The sample frequency should (can?) only be set from the I/O menu. I'm sure that if you have the unit configured to dual mono (via the Utility menu) that when you enter Auto EQ and increase the noise gain, you ought to be able to switch between left and right channels using either the A or B key. I'll happily try it out tomorrow evening after work (bit late now to **** around) to confirm this if you are still having difficulty. 

Quote: 
Originally Posted by cporton Oh, and I appreciate the confusion I could when I said that the "Auto EQ only seems to work through the Analogue Outputs - I just get Pink Noise through the XLR Digital output" - I meant to say that I just get this distorted crackling sound that the unit doesn't recognise - it sounds totally different to the actual pink noise that I get out of the Analogue Outputs and the unit itself recognises to do the analysis.	
Cool, I get what you mean now. Check the config. as outlined above and try again. If this still doesn't work, you also ought to check the gain switch (Max switch in manual) on the back panel.

- [THINGS TO DO]:
1. Answer these questions from the forum thread about Auto EQ:
(a) From which menu should the sample frequency be set?
(b) Which keys should switch between the left and right channels in Auto EQ?
(c) What back-panel switch should be checked if the suggested configuration still fails?
2. Write the next few sentences of the forum thread about Auto EQ, picking up after its final sentence.

(Polygon annotations for photos)
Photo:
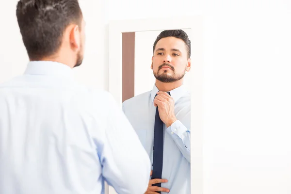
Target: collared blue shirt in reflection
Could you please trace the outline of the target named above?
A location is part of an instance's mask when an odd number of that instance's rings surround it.
[[[153,162],[155,85],[149,92],[125,101],[123,110],[133,126],[142,144]],[[164,125],[164,145],[162,178],[168,179],[162,187],[171,194],[190,194],[190,94],[182,86],[171,91],[175,101],[175,112],[178,119],[166,129]],[[166,194],[162,192],[162,194]]]
[[[0,193],[144,194],[149,157],[113,97],[52,62],[0,84]]]

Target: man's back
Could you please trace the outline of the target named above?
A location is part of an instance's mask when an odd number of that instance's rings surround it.
[[[100,194],[104,180],[120,194],[146,190],[149,159],[122,111],[72,74],[31,62],[0,84],[0,193]]]

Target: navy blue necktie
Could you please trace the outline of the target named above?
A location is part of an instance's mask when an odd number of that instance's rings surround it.
[[[171,95],[169,92],[167,92]],[[156,95],[156,97],[157,95]],[[163,125],[161,120],[158,107],[156,109],[155,118],[155,130],[154,133],[154,153],[153,157],[153,173],[151,179],[162,178],[162,156],[163,149]],[[161,187],[161,183],[154,184],[152,186]],[[161,192],[157,192],[161,193]]]

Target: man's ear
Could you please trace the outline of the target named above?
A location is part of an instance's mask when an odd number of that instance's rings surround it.
[[[186,70],[187,71],[190,71],[191,68],[191,58],[189,58],[187,62],[187,66],[186,67]]]
[[[80,49],[81,47],[81,34],[79,26],[72,25],[70,28],[70,44],[75,50]]]
[[[154,68],[154,67],[153,66],[154,64],[154,56],[153,56],[152,57],[152,65],[150,65],[150,68],[153,69],[153,68]]]

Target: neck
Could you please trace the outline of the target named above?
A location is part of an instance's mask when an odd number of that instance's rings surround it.
[[[75,65],[74,60],[72,58],[65,57],[65,55],[62,55],[59,53],[57,55],[54,55],[46,57],[43,57],[41,59],[39,59],[35,61],[52,61],[54,62],[60,63],[65,65],[71,68],[73,68]],[[31,60],[31,61],[33,61]]]
[[[163,83],[156,79],[156,86],[161,92],[169,92],[183,84],[183,79],[171,83]]]

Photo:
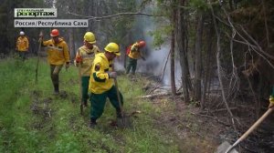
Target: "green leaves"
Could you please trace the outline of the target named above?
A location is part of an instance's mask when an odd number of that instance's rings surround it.
[[[197,9],[200,11],[206,11],[209,9],[209,6],[206,4],[206,0],[190,0],[189,5],[194,9]]]

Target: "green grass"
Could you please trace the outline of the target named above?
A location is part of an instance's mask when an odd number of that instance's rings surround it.
[[[115,110],[107,103],[98,126],[90,129],[90,108],[79,115],[79,88],[76,67],[60,73],[64,97],[52,95],[49,66],[40,60],[35,83],[37,59],[0,61],[0,152],[180,152],[174,136],[154,124],[157,109],[145,100],[142,80],[120,76],[124,111],[141,110],[132,128],[110,126]],[[90,104],[89,104],[90,106]]]

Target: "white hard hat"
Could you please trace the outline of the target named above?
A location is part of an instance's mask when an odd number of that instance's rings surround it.
[[[24,31],[20,31],[20,35],[25,35]]]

- [FINAL RESULTS]:
1.
(a) The I/O menu.
(b) The A or B key.
(c) The gain switch, called the Max switch in the manual.

2.
********************************************************************************
I found that the problem is I was using it all digitally too and that when you're got a digital input selected on the first page of the I/O menu, then it doesn't measure things properly on the Auto EQ (with pink noise coming out of both channels).
So, the thing to do is to go to the first page of the I/O menu and select "Main In" rather than one of the "Dig. In" options. Then go through the Auto EQ process one channel at a time. You should now notice that it only has pink noise coming through one channel at a time (hence not messing up the results).
Once you've finished the Auto EQ process, you go back to the I/O menu and re-select the Dig. In input of your choice so you can actually use the unit digitally.

http://www.pinkfishmedia.net/forum/showthread.php?t=16710
http://forums.slimdevices.com/showthread.php?t=21643&page=3
http://66.102.7.104/search?q=cache:...nalog+modifications&hl=en&gl=us&ct=clnk&cd=35
I found the manual to be pretty sparse on info for the RTA section. Here's a little better guide to using the RTA function. This assumes that the output from the unit is going to an amp and speakers. Use the dual mono mode to analyze each speaker seperately for best results. You may also want to analyze without EQ in several spots in the room to look for hot spots, but generally placing the mic pointing straight up at the seating position at approximate head level will give the best results.
1. Use an XLR mic cable to connect the ECM8000 reference mic into the RTA/MIC input on the back of the unit.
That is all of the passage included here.